***** Page text *****

Sorry but it is a worthy subject. 

There are many things that struck me that day - my mother calling me because she knew my husband was out of the country and was worried he was on a plane, my first viewing on the tv when I fell to my knees (sounds dramatic but that's how hard it struck me), being worried sick all day for my husband's cousins who worked in and around the Twin Towers (all got out safely but a friend of my husband's from high school's pregnant sister-in-law did not) and one school memory.

My younger son was going to Whittier and I woke him up to trying to explain what happened and why it might change his day at school.  I didn't show him the footage.  Our principal at the time was Greg Imel, now at Bailey-Gatzert, who is one of our best principals.  I got my son to school and noticed the flag was not a half-mast.  I saw my son off and went to Greg and demanded he put the flag at half-mast.  He said he hadn't hear from Central.  I was not happy and told him he shouldn't wait.

***** Information given *****

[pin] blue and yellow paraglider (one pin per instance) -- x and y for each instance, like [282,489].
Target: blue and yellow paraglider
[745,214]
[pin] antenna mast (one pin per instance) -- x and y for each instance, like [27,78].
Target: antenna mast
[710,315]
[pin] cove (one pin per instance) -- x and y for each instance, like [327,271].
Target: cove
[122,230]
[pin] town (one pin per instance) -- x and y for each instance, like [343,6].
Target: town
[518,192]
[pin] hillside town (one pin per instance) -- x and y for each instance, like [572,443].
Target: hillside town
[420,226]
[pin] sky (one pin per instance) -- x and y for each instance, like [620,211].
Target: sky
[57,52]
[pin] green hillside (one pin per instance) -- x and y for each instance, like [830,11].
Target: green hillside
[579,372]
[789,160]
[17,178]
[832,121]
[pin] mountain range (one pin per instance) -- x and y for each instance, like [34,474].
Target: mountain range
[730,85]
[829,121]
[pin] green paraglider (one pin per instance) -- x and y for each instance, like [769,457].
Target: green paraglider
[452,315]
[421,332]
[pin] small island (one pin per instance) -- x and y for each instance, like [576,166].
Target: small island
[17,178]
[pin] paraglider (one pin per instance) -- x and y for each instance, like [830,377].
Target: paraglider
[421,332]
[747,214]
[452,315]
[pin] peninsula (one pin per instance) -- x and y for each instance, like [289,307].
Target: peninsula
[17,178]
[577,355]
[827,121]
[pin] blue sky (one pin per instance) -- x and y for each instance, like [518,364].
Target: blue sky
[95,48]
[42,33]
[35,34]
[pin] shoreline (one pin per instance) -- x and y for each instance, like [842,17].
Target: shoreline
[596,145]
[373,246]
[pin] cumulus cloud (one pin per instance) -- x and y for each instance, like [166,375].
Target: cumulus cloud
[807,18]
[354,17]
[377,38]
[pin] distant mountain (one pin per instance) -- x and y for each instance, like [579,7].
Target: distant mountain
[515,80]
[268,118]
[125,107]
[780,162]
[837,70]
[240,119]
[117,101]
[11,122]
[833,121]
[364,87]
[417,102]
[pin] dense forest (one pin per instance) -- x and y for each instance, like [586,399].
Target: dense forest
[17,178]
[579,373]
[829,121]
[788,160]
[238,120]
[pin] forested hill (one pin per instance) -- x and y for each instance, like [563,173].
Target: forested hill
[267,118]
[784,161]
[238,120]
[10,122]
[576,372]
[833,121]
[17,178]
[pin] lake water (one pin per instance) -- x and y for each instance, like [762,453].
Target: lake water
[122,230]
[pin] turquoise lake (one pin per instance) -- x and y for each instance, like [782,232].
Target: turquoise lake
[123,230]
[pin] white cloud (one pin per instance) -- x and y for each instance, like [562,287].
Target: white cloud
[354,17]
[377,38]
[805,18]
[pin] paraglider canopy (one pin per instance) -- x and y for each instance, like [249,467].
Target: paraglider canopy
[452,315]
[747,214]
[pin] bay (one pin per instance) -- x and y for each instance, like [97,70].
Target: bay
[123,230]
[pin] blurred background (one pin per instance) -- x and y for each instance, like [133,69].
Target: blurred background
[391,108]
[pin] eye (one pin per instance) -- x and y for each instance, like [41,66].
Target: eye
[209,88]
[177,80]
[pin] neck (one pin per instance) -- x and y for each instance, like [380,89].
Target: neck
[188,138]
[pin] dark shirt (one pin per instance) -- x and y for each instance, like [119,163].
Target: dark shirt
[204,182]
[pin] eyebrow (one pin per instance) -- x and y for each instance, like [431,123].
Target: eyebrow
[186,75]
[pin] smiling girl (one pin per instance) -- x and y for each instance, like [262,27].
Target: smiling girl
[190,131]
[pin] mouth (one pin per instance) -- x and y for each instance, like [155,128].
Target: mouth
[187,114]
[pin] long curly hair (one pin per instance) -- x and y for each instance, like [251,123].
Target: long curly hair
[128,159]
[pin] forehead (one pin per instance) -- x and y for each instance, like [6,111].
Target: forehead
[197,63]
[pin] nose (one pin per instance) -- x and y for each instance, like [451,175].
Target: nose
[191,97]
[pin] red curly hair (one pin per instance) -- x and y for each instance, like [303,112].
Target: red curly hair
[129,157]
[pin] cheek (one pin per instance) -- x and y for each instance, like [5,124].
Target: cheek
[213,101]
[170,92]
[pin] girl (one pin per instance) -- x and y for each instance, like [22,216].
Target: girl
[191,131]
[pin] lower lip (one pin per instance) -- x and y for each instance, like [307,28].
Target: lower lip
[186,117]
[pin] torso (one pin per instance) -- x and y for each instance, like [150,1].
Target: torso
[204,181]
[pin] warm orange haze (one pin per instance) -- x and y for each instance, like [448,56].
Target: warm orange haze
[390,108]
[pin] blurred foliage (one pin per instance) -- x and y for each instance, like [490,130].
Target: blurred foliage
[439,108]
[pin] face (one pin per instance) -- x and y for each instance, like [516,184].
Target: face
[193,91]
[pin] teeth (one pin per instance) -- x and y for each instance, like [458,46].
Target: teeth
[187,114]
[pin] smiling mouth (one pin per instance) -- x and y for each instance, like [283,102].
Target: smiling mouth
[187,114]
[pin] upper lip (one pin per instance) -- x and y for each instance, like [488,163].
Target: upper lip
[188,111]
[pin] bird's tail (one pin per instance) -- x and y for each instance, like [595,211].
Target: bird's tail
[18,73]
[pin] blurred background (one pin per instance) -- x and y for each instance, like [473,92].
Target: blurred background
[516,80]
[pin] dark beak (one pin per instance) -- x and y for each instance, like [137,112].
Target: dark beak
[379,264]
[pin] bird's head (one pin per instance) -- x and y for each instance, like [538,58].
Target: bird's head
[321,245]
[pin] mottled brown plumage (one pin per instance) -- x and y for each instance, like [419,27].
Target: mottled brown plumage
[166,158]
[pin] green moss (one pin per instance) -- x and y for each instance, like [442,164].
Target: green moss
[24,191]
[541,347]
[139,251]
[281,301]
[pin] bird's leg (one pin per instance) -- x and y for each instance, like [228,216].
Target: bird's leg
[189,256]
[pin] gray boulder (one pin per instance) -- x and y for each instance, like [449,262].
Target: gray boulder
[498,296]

*****

• [Short task] Can you resume the recollection of September 11, picking up right after its final sentence? The data is separate material, apart from the recollection of September 11.

• [Response to the task]
Greg is a very calm guy and he just looked at me and said, "It's going to be okay."  And he was right.  Putting the flag at half-mast wasn't going to change anything.  I just wanted to do something because I felt helpless.   So I went home and baked a cake and took it to my nearest fire station.  You do what you can.

I was listening to the radio a few days ago and there was a story about how the students in high school now were just 4, 5, 6 when this happened and how were teachers going to teach about it. 

Apparently, it some states, they just don't even try (mostly because they are worried about religion coming into the discussion and having arguments).  I think avoiding the subject is wrong.  My son told me he felt like US history in high school ended at WWII mostly because they don't know how to discuss the Korean War, Vietnam, and the Gulf wars and now 9/11. 

Over at the Stranger Slog, there was some discussion and one comment was, "Again? How long do we keep bringing this up?"  Kind of took my breath away because it's almost like saying why talk about Pearl Harbor?  Whether we like it or not, these events fundamentally changed how we act and go about our business in this country.  

It's our history and we better figure out what we tell the children.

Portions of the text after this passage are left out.